Render every line of the records below as a JSON list of strings, one string per line, with blank lines left out. Do not include the pictures.

##### Supplied material

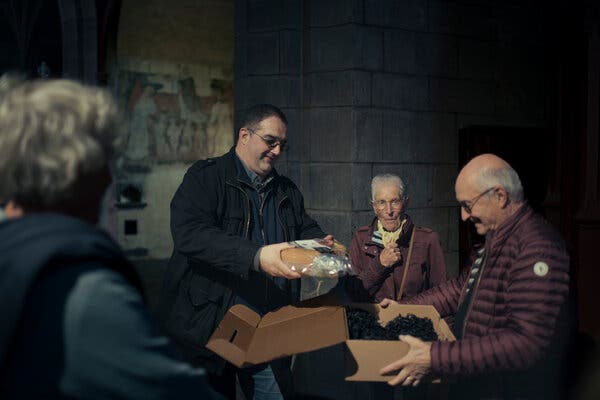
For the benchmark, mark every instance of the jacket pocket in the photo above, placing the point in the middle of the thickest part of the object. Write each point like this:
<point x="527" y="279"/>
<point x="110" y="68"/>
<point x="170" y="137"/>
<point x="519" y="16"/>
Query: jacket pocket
<point x="233" y="221"/>
<point x="197" y="309"/>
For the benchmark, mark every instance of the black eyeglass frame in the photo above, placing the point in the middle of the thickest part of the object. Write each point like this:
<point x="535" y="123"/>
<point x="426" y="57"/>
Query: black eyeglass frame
<point x="468" y="205"/>
<point x="272" y="142"/>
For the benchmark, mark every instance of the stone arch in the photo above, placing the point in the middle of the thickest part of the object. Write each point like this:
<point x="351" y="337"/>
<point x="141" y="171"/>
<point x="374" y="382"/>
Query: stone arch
<point x="80" y="39"/>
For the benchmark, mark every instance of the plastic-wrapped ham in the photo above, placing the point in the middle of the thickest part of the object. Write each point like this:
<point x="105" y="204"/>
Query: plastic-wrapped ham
<point x="315" y="258"/>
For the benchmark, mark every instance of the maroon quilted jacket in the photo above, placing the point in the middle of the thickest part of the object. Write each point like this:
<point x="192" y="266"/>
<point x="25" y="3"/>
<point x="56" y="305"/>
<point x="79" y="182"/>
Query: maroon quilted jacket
<point x="513" y="316"/>
<point x="376" y="282"/>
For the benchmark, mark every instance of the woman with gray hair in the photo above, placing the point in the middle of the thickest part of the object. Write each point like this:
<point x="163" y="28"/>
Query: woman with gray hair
<point x="392" y="257"/>
<point x="74" y="323"/>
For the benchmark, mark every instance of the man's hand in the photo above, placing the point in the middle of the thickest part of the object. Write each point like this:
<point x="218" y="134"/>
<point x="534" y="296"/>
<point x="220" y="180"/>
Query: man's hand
<point x="390" y="255"/>
<point x="329" y="240"/>
<point x="386" y="302"/>
<point x="413" y="366"/>
<point x="270" y="261"/>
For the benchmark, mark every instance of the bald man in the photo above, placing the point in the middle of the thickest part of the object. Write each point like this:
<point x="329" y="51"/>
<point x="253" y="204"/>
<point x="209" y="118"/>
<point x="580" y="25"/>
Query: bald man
<point x="507" y="306"/>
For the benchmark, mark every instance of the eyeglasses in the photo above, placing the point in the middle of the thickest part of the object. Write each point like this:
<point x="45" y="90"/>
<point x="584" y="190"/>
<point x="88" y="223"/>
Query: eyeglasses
<point x="468" y="205"/>
<point x="381" y="204"/>
<point x="272" y="142"/>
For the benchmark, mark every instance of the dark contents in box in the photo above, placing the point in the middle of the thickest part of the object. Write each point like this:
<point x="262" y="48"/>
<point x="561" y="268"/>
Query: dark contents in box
<point x="363" y="325"/>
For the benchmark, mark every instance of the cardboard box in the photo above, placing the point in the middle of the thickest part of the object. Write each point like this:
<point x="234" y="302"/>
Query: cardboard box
<point x="244" y="338"/>
<point x="364" y="358"/>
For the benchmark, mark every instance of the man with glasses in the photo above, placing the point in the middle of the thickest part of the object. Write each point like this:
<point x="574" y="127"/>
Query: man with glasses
<point x="392" y="257"/>
<point x="509" y="306"/>
<point x="230" y="219"/>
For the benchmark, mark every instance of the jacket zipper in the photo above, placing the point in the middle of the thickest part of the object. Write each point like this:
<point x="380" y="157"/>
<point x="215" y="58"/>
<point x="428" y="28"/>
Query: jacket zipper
<point x="285" y="234"/>
<point x="248" y="211"/>
<point x="288" y="284"/>
<point x="475" y="288"/>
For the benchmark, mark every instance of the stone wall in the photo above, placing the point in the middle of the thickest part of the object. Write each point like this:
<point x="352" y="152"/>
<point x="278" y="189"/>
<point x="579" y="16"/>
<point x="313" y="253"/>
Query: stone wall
<point x="375" y="86"/>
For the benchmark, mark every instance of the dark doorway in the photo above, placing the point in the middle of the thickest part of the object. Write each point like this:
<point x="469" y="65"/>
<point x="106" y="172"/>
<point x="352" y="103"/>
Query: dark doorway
<point x="527" y="150"/>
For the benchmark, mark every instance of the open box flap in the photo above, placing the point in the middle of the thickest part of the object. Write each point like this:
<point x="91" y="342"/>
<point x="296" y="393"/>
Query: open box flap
<point x="365" y="358"/>
<point x="233" y="336"/>
<point x="307" y="331"/>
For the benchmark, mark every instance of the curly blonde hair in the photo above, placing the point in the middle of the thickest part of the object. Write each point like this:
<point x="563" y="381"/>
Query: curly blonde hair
<point x="54" y="134"/>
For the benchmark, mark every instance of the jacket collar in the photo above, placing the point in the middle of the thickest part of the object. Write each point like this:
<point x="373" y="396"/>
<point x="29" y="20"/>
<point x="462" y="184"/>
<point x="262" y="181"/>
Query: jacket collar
<point x="404" y="239"/>
<point x="507" y="228"/>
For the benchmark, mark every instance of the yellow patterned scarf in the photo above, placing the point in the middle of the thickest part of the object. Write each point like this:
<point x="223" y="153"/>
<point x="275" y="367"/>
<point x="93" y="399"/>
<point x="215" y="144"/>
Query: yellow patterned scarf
<point x="389" y="237"/>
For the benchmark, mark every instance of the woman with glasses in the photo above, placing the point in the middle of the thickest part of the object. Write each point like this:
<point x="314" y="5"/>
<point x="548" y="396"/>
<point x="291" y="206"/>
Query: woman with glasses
<point x="392" y="257"/>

##########

The completed task>
[
  "For the benchmark, mark every instance of the jacket pocket in the photo above, placing the point in the middle of the thickest part of the object. Write each point like this:",
  "<point x=\"527\" y=\"279\"/>",
  "<point x=\"110\" y=\"68\"/>",
  "<point x=\"170\" y=\"137\"/>",
  "<point x=\"519\" y=\"16\"/>",
  "Query: jacket pocket",
  "<point x=\"233\" y=\"221\"/>",
  "<point x=\"197\" y=\"309\"/>",
  "For the benchmark, mark every instance of the black eyeglass frame in the photo above, placing the point in the middle of the thickest part of the object. Write each point like this:",
  "<point x=\"535\" y=\"123\"/>",
  "<point x=\"426\" y=\"57\"/>",
  "Query: black eyeglass frame",
  "<point x=\"468\" y=\"205\"/>",
  "<point x=\"272\" y=\"142\"/>",
  "For the benchmark, mark every instance of the stone arch in the photo above, placing the point in the middle of the thickest part of the object. Write each point like this:",
  "<point x=\"351\" y=\"337\"/>",
  "<point x=\"141\" y=\"171\"/>",
  "<point x=\"374\" y=\"382\"/>",
  "Query: stone arch",
  "<point x=\"80\" y=\"39\"/>",
  "For the benchmark, mark every instance of the plastic-wrapped ham in the photo above, placing the point in the middle of the thickest part of the object. Write each point like this:",
  "<point x=\"105\" y=\"204\"/>",
  "Query: plastic-wrapped ham",
  "<point x=\"315\" y=\"258\"/>",
  "For the benchmark, mark every instance of the maroon quilted jacket in the photo above, placing the point in the middle of the thickest part of the object. Write each point like this:",
  "<point x=\"192\" y=\"266\"/>",
  "<point x=\"25\" y=\"3\"/>",
  "<point x=\"56\" y=\"305\"/>",
  "<point x=\"79\" y=\"182\"/>",
  "Query: maroon quilted jacket",
  "<point x=\"513\" y=\"316\"/>",
  "<point x=\"376\" y=\"282\"/>",
  "For the benchmark, mark every instance of the woman with gray hair in the photo above, placing the point in the middle of the thickest part of the object. Write each point like this:",
  "<point x=\"163\" y=\"28\"/>",
  "Query: woman with gray hair",
  "<point x=\"392\" y=\"257\"/>",
  "<point x=\"74\" y=\"323\"/>",
  "For the benchmark, mark every instance of the man's hand in the photo above, placing the point in the middle of the thickest part of the object. Write each point like this:",
  "<point x=\"218\" y=\"134\"/>",
  "<point x=\"534\" y=\"296\"/>",
  "<point x=\"220\" y=\"180\"/>",
  "Query: man's hand",
  "<point x=\"390\" y=\"255\"/>",
  "<point x=\"329\" y=\"240\"/>",
  "<point x=\"386\" y=\"302\"/>",
  "<point x=\"413\" y=\"366\"/>",
  "<point x=\"270\" y=\"261\"/>",
  "For the benchmark, mark every instance of the bald man in the photo above, placing the point in the middle of the thickest part of the object. Write each point like this:",
  "<point x=\"329\" y=\"51\"/>",
  "<point x=\"253\" y=\"204\"/>",
  "<point x=\"209\" y=\"118\"/>",
  "<point x=\"580\" y=\"25\"/>",
  "Query: bald man",
  "<point x=\"507\" y=\"306\"/>",
  "For the benchmark, mark every instance of the eyeglasses in the photo above, placing the point in the middle of the thickest part of the object. Write each point like this:",
  "<point x=\"45\" y=\"90\"/>",
  "<point x=\"584\" y=\"190\"/>",
  "<point x=\"88\" y=\"223\"/>",
  "Query: eyeglasses",
  "<point x=\"468\" y=\"205\"/>",
  "<point x=\"381\" y=\"204\"/>",
  "<point x=\"272\" y=\"142\"/>",
  "For the benchmark, mark every instance of the dark contents in box in the photo above, placing the point in the middle of the thickest part of the object. Write each point like this:",
  "<point x=\"262\" y=\"48\"/>",
  "<point x=\"561\" y=\"268\"/>",
  "Query: dark contents in box",
  "<point x=\"363\" y=\"325\"/>",
  "For the benchmark, mark every instance of the cardboard box in the photo above, placing the point in the middle of the thickest part of the object. Write each point like this:",
  "<point x=\"234\" y=\"302\"/>",
  "Query: cardboard box",
  "<point x=\"244\" y=\"338\"/>",
  "<point x=\"364\" y=\"358\"/>",
  "For the benchmark, mark every instance of the man with glasses in the photo above, placing the point in the middle of the thickest part of the object. Write each point like this:",
  "<point x=\"574\" y=\"127\"/>",
  "Query: man with glasses",
  "<point x=\"392\" y=\"257\"/>",
  "<point x=\"509\" y=\"306\"/>",
  "<point x=\"230\" y=\"219\"/>",
  "For the benchmark, mark every instance of the jacket zipper in the photo above, placing the point in the middle of the thickest part of the object. Write each point like this:",
  "<point x=\"380\" y=\"157\"/>",
  "<point x=\"215\" y=\"58\"/>",
  "<point x=\"428\" y=\"28\"/>",
  "Query: jacket zipper",
  "<point x=\"285\" y=\"234\"/>",
  "<point x=\"248\" y=\"211\"/>",
  "<point x=\"288\" y=\"284\"/>",
  "<point x=\"475\" y=\"288\"/>",
  "For the benchmark, mark every instance of the stone wall in the photo above, placing the point in the middle of the thickest part of the object. Write each point like this:",
  "<point x=\"352\" y=\"152\"/>",
  "<point x=\"278\" y=\"189\"/>",
  "<point x=\"579\" y=\"16\"/>",
  "<point x=\"313\" y=\"253\"/>",
  "Query: stone wall",
  "<point x=\"375\" y=\"86\"/>",
  "For the benchmark, mark every instance of the dark doorway in the photo above, placing the point in the middle of the thickest part of the object. Write each point like this:",
  "<point x=\"469\" y=\"65\"/>",
  "<point x=\"106\" y=\"172\"/>",
  "<point x=\"352\" y=\"103\"/>",
  "Query: dark doorway",
  "<point x=\"527\" y=\"150\"/>",
  "For the benchmark, mark every instance of the open box flap in the photo above, placing the point in the middle of the thickest part of the object. Write each point like this:",
  "<point x=\"91\" y=\"342\"/>",
  "<point x=\"296\" y=\"393\"/>",
  "Query: open box flap",
  "<point x=\"365\" y=\"358\"/>",
  "<point x=\"233\" y=\"336\"/>",
  "<point x=\"307\" y=\"331\"/>",
  "For the benchmark, mark every instance of the curly blonde hair in the photo above, placing the point in the middle of the thickest part of the object. Write each point like this:",
  "<point x=\"563\" y=\"381\"/>",
  "Query: curly blonde hair",
  "<point x=\"54\" y=\"134\"/>",
  "For the benchmark, mark every instance of the jacket collar in the photo above, placing the point in the middle of the thickest part of the object. Write each point like this:",
  "<point x=\"373\" y=\"396\"/>",
  "<point x=\"29\" y=\"20\"/>",
  "<point x=\"462\" y=\"184\"/>",
  "<point x=\"262\" y=\"181\"/>",
  "Query: jacket collar",
  "<point x=\"404\" y=\"239\"/>",
  "<point x=\"507\" y=\"228\"/>",
  "For the benchmark, mark every instance of the yellow patterned scarf in the photo above, placing the point in the middle of the thickest part of the object. Write each point like this:",
  "<point x=\"223\" y=\"153\"/>",
  "<point x=\"275\" y=\"367\"/>",
  "<point x=\"93\" y=\"399\"/>",
  "<point x=\"215\" y=\"144\"/>",
  "Query: yellow patterned scarf",
  "<point x=\"389\" y=\"237\"/>",
  "For the benchmark, mark every instance of the woman with glasses in the photo above, placing the point in the middle of the thickest part of the object. Write each point like this:",
  "<point x=\"314\" y=\"5\"/>",
  "<point x=\"548\" y=\"396\"/>",
  "<point x=\"291\" y=\"206\"/>",
  "Query: woman with glasses",
  "<point x=\"392\" y=\"257\"/>"
]